■ **Document text**
━━━━━━━━━━

Hence the given operator $\tilde{\Psi}:B_{r}\rightarrow B_{r}$ is continuous. And the proof is completed. □

Now, we present and prove the controllability conclusions for the fractional neutral control system (1) with infinite delay and nonlocal conditions.

Theorem 3.1

If the hypotheses (H0)-(H4) are satisfied, then the fractional neutral nonlocal system (1) with the initial problem $x(0)=\sum_{i=1}^{n}c_{i}x(t_{i})+g(0,x_{0})$, $x_{0}=\varphi\in\mathcal{B}_{l_{0}}$ is controllable on J provided that (14) and

$$ \alpha=\frac{2NN_{4}(1+2\Upsilon^{*})\sum_{i=1}^{n}|c_{i}|+\Gamma (q)\kappa}{ \Gamma(q)(1-N\sum_{i=1}^{n}|c_{i}|)}(N_{3}N_{5}+1)< 1, $$

(15)

where $N_{3}=d_{1}\|\xi_{1}\|_{L^{\frac{1}{q_{1}}}}$; $N_{4}=d_{2}\|\xi _{2}\|_{L^{\frac{1}{q_{2}}}}$; $N_{5}=\frac{2NN_{1}}{\Gamma(q)(1-N\sum_{i=1}^{n}|c_{i}|)}$.

━━━━━━━━━━

■ **Given data**
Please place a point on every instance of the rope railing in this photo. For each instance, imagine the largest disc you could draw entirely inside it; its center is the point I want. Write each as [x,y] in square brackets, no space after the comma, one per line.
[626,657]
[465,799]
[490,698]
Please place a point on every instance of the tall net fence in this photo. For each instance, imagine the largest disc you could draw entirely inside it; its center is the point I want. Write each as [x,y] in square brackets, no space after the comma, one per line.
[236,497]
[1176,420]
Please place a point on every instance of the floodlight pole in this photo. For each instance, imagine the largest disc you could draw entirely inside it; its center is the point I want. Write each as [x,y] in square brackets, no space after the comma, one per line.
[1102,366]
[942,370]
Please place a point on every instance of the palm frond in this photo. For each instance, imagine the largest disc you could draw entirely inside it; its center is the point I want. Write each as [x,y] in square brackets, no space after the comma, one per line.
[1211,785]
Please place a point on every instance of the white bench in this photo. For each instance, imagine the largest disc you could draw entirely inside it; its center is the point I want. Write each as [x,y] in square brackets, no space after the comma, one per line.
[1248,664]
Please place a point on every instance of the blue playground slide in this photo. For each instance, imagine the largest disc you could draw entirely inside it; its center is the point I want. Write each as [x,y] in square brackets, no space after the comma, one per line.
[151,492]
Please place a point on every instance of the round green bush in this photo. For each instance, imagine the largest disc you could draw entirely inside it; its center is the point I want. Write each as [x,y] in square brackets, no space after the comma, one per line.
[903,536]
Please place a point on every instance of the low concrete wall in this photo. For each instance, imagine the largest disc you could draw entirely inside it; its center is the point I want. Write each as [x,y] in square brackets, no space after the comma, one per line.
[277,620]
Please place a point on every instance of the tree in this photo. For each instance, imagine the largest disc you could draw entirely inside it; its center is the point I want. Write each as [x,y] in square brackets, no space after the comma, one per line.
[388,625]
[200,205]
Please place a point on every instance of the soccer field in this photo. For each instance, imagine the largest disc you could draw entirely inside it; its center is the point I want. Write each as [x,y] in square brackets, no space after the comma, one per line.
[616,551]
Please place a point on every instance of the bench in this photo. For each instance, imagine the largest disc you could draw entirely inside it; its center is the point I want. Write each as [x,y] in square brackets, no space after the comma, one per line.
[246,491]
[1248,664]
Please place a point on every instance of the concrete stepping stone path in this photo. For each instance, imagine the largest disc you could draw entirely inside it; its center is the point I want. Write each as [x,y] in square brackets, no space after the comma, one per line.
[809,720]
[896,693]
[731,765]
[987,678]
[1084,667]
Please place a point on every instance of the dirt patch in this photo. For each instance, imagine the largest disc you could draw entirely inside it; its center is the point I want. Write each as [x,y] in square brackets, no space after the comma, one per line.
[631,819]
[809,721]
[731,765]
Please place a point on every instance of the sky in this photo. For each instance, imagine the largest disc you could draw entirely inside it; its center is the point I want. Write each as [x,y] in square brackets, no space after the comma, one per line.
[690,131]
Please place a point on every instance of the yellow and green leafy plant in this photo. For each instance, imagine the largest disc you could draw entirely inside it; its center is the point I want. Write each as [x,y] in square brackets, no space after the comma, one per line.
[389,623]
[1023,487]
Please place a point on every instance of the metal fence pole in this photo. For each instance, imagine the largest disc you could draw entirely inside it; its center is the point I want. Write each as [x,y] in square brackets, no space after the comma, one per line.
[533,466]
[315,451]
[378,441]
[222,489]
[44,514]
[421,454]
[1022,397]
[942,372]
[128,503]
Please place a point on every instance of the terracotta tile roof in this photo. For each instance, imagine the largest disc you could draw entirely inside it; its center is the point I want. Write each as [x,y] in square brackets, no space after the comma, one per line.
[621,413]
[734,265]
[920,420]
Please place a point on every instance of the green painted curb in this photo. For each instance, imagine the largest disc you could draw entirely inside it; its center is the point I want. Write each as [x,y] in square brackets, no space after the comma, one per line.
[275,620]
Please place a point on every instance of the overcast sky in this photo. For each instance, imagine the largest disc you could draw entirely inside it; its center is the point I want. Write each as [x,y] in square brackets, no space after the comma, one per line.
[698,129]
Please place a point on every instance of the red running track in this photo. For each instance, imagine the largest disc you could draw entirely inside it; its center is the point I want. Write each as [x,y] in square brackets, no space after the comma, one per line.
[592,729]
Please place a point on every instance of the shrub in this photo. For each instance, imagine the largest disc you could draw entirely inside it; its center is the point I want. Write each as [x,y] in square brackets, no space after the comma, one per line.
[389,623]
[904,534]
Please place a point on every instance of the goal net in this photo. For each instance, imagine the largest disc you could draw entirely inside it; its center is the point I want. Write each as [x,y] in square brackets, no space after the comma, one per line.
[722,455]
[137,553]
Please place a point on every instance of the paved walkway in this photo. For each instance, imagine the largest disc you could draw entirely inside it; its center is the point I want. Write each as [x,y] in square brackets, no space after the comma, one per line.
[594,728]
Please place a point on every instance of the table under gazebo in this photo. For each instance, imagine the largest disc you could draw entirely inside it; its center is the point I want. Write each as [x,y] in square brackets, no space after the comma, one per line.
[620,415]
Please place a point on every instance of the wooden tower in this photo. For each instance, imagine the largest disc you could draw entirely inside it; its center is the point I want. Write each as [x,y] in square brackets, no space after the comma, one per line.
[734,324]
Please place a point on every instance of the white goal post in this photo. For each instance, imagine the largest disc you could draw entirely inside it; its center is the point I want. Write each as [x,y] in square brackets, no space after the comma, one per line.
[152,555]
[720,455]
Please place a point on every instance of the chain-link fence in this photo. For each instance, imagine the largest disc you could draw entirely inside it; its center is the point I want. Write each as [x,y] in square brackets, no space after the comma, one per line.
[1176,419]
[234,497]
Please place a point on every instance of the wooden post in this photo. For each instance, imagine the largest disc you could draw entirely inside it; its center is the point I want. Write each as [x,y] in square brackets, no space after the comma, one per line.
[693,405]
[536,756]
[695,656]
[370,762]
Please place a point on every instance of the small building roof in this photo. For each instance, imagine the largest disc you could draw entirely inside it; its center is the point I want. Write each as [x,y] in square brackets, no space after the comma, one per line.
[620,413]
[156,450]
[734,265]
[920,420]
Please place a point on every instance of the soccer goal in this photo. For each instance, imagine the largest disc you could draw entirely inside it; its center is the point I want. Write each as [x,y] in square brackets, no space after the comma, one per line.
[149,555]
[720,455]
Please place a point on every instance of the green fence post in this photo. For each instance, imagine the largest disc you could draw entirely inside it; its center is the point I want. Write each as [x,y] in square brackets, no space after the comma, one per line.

━━━━━━━━━━

■ **Prompt 1**
Update the controllability excerpt starting with "Hence the given" and going on through "and nonlocal conditions.", changing "controllability conclusions" to "controllability results".
■ **Prompt 2**
Summarize the controllability excerpt in two sentences.
■ **Prompt 3**
Translate this sentence from the controllability excerpt into French: "Now, we present and prove the controllability conclusions for the fractional neutral control system (1) with infinite delay and nonlocal conditions."
The rows are separate material from the controllability excerpt.

■ **Worked solution 1**
Hence the given operator $\tilde{\Psi}:B_{r}\rightarrow B_{r}$ is continuous. And the proof is completed. □

Now, we present and prove the controllability results for the fractional neutral control system (1) with infinite delay and nonlocal conditions.

■ **Worked solution 2**
The excerpt finishes a proof by concluding that the given operator mapping $B_{r}$ into itself is continuous, and then turns to the controllability of the fractional neutral control system (1) with infinite delay and nonlocal conditions. Theorem 3.1 states that if hypotheses (H0)-(H4) hold, the system with the given initial problem is controllable on J, provided that (14) holds and that the quantity $\alpha$ defined in (15) is less than 1.

■ **Worked solution 3**
Nous présentons et démontrons maintenant les conclusions de contrôlabilité pour le système de commande neutre fractionnaire (1) à retard infini et à conditions non locales.